• **DAFTAR TUGAS**:
1. Tulis ulang bagian teks tentang lagu Genjer-genjer dari "Sebenarnya ini hanya" sampai "tahun kepada Liputan6.com.", dengan mengganti "kuntilanak" menjadi "genderuwo".
2. Menurut teks tentang lagu Genjer-genjer, pada tahun berapa genjer menyelamatkan Sayekti dan Muhammad Arif dari kelaparan?

• **TEKS YANG DIBERIKAN**:
◇ ◇ ◇ ◇
Liputan6.com, Semarang - Genjer-genjer nong kedo'an pating keleler / Genjer-genjer nong kedo'an pating keleler / Ema'e thole teko-teko mbubuti genjer / Ema'e thole teko-teko mbubuti genjer//
Oleh satenong mungkur sedot sing toleh-toleh / Genjer-genjer saiki wis digowo mulih //
Genjer-genjer esuk-esuk didol neng pasar / Genjer-genjer esuk-esuk didol neng pasar / Dijejer-jejer diuntingi podo didasar / Dijejer-jejer diuntingi podo didasar//
Ema'e jebeng podo tuku gowo welasar / Genjer-genjer saiki wis arep diolah//
Cobalah menyanyikan lagu gubahan Muhammad Arif itu di pagi hari. Ada semangat bertahan hidup dan barangkali menginspirasi tentang menu masakan. Tapi itu kalau berani.
Sebenarnya ini hanya sebuah lagu rakyat biasa. Menilik notasinya, memang menyiratkan warna musik Banyuwangi. Tapi sejak masa orde baru, lagu rakyat berjudul Genjer-genjer ini membawa akibat lebih mengerikan dibanding bertemu kuntilanak.
Ya, tak salah, inspirasi lagu buatan seniman Banyuwangi itu berasal dari genjer. Gulma air bernama latin Limnocharis flava itu ternyata sudah menyelamatkan pasangan Sayekti dan Muhammad Arif dari kelaparan saat pendudukan Jepang pada 1943.
Sang istri, Sayekti, memasak tanaman rawa itu saat makanan sulit didapat.
"Kalau masa Jepang, genjer dimasak dengan direbus atau dikukus. Kemudian diperas untuk menghilangkan getahnya. Nah, makannya hanya dengan dicolek ke sambal bawang," kata Yatin (94), seorang veteran yang saat pendudukan Jepang berusia sekitar 20 tahun kepada Liputan6.com.
◇ ◇ ◇ ◇
• **INFORMASI HASIL EKSTRAKSI**:
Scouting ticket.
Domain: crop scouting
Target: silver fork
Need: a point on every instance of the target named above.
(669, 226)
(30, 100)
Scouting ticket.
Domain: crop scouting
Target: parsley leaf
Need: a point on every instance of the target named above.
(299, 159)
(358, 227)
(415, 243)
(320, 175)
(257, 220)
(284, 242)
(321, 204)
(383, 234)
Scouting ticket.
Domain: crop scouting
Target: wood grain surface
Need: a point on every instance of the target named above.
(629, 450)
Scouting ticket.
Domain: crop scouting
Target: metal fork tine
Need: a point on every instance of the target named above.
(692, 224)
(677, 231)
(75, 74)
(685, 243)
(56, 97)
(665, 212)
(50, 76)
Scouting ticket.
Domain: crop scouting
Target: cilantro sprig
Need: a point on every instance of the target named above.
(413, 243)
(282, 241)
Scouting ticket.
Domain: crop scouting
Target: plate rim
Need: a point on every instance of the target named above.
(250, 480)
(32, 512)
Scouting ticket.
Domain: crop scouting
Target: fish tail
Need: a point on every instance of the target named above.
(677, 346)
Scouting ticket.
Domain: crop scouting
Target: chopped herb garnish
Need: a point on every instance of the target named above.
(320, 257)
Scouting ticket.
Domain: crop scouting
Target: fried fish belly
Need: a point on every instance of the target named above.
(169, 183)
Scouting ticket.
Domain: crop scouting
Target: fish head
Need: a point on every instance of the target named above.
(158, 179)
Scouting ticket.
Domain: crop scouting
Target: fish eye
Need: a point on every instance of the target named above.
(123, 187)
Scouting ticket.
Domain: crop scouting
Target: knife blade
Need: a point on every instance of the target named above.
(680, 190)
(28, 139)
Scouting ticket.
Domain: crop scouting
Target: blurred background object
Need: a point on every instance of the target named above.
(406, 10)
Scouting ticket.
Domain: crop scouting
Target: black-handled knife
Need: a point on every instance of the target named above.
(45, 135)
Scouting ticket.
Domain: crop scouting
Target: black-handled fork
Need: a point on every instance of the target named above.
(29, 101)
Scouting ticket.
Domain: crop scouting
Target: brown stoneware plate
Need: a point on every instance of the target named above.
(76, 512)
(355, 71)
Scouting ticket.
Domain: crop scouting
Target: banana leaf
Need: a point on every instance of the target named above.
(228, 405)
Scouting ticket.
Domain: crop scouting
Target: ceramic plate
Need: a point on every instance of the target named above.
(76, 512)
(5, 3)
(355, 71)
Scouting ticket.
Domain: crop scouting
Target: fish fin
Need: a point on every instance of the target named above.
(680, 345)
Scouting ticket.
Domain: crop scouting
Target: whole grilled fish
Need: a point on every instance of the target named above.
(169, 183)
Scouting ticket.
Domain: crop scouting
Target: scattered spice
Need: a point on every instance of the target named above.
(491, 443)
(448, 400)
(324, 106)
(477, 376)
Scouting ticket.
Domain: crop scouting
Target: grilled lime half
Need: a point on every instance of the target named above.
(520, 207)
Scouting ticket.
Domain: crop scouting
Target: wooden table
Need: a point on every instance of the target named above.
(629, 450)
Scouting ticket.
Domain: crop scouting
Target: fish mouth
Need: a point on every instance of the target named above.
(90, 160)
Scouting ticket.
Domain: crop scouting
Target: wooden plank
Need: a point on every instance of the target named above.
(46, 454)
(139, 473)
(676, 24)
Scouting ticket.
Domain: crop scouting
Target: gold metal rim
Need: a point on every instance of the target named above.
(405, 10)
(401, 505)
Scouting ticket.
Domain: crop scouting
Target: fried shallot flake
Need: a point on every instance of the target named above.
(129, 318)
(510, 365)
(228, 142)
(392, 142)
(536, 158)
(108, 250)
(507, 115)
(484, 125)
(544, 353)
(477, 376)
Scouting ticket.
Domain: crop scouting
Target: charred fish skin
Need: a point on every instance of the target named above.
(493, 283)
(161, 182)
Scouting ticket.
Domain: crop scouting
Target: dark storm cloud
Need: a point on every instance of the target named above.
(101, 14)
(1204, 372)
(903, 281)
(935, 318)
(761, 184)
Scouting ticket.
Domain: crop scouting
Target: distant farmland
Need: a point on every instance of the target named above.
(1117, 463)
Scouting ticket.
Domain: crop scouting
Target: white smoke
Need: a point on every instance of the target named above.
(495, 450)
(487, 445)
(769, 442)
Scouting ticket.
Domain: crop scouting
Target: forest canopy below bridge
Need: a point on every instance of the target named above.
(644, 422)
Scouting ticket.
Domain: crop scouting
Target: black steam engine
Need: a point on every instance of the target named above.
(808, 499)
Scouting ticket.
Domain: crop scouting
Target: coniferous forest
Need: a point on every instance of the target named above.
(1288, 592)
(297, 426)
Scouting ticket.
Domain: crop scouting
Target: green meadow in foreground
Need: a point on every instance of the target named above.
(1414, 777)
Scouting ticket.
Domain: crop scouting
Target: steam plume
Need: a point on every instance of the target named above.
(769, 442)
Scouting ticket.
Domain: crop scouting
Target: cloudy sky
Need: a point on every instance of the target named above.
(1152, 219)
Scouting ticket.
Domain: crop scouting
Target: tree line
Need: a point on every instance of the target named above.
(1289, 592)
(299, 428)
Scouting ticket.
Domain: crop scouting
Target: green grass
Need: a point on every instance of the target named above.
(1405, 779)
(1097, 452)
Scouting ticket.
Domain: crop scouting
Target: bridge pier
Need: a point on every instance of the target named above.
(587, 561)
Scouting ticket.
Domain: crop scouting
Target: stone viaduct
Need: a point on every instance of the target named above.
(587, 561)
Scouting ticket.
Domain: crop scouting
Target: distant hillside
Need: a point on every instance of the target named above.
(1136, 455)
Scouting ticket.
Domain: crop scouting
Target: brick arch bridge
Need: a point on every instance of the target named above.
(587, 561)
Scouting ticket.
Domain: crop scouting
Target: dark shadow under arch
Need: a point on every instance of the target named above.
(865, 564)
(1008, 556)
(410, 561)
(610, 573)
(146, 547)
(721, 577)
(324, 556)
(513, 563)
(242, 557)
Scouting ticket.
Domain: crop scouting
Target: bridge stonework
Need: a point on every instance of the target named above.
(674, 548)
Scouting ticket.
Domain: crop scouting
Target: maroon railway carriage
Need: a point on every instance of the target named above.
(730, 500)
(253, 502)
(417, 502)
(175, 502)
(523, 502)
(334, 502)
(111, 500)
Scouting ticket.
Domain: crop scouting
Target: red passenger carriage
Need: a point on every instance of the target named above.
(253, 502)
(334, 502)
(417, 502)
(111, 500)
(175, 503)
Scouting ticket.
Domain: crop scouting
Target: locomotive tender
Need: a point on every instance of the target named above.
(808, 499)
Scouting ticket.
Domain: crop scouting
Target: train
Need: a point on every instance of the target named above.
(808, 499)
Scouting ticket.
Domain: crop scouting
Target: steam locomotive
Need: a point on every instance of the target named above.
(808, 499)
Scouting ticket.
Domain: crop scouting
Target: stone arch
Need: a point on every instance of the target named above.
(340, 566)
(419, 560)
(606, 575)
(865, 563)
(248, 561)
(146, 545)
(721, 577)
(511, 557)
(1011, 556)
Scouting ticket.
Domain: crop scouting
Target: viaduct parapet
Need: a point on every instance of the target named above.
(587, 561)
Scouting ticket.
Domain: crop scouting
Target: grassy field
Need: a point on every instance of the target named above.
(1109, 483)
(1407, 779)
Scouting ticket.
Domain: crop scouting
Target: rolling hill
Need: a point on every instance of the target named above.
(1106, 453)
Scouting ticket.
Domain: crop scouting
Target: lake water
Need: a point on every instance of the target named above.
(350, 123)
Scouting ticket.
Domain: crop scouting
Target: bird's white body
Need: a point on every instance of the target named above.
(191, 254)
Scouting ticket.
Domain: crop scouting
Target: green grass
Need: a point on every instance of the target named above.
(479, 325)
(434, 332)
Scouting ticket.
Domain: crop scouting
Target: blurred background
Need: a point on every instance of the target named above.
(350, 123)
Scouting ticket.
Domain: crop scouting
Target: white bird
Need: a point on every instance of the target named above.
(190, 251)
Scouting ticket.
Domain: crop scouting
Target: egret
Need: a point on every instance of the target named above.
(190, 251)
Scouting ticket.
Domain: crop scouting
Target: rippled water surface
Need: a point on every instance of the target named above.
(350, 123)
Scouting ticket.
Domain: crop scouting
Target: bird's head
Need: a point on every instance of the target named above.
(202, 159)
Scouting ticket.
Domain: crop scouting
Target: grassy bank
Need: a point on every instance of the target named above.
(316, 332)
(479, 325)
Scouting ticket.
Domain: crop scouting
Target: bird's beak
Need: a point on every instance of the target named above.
◇ ◇ ◇ ◇
• **JAWABAN LATIHAN**:
1.
Sebenarnya ini hanya sebuah lagu rakyat biasa. Menilik notasinya, memang menyiratkan warna musik Banyuwangi. Tapi sejak masa orde baru, lagu rakyat berjudul Genjer-genjer ini membawa akibat lebih mengerikan dibanding bertemu genderuwo.
Ya, tak salah, inspirasi lagu buatan seniman Banyuwangi itu berasal dari genjer. Gulma air bernama latin Limnocharis flava itu ternyata sudah menyelamatkan pasangan Sayekti dan Muhammad Arif dari kelaparan saat pendudukan Jepang pada 1943.
Sang istri, Sayekti, memasak tanaman rawa itu saat makanan sulit didapat.
"Kalau masa Jepang, genjer dimasak dengan direbus atau dikukus. Kemudian diperas untuk menghilangkan getahnya. Nah, makannya hanya dengan dicolek ke sambal bawang," kata Yatin (94), seorang veteran yang saat pendudukan Jepang berusia sekitar 20 tahun kepada Liputan6.com.

2. Pada tahun 1943, saat pendudukan Jepang.